Format the data lines as a JSON list of strings, one string per line and blank lines omitted, starting at the line that contains "Target: large knobby tire" and ending at the final line of the data, both ends included.
* Start Available records *
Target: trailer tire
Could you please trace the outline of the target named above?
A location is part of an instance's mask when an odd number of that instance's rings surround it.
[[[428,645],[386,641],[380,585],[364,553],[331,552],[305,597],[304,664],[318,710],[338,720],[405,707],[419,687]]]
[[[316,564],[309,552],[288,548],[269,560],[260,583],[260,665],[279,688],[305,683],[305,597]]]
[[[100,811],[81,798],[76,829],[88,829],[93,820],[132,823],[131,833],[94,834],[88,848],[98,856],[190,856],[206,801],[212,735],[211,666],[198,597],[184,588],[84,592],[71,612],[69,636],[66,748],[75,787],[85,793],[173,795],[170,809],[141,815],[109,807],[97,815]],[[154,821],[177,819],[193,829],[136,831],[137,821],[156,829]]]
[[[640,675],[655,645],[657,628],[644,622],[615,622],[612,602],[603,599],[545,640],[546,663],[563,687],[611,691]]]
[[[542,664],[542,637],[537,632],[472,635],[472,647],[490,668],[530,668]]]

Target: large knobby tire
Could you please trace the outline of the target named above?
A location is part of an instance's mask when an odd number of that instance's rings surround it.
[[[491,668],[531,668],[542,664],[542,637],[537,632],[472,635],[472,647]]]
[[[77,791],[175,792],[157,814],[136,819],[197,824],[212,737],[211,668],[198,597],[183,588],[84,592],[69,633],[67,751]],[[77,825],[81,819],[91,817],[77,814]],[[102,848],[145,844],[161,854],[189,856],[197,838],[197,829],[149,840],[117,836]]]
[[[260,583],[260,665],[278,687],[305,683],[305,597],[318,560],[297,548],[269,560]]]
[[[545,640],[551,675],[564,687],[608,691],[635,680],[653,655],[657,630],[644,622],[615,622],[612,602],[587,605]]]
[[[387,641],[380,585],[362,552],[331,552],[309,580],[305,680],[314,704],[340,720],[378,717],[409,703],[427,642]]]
* End Available records *
* The reply *
[
  "Target: large knobby tire",
  "Could you please trace the outline of the target named above?",
  "A location is part of an instance's mask when an odd number of that instance's rings surround it.",
  "[[[491,668],[531,668],[542,664],[542,637],[537,632],[472,635],[472,647]]]",
  "[[[77,791],[175,792],[157,814],[136,819],[197,824],[212,737],[211,668],[198,597],[183,588],[84,592],[69,633],[67,751]],[[77,825],[81,819],[91,817],[77,814]],[[102,848],[145,844],[161,854],[189,856],[197,838],[197,829],[149,840],[117,836]]]",
  "[[[260,583],[260,665],[278,687],[305,683],[305,597],[318,560],[297,548],[269,560]]]",
  "[[[545,640],[551,675],[564,687],[608,691],[635,680],[653,655],[657,630],[644,622],[615,622],[612,602],[587,605]]]",
  "[[[387,641],[380,585],[362,552],[331,552],[309,580],[305,680],[314,704],[340,720],[378,717],[409,703],[427,642]]]"
]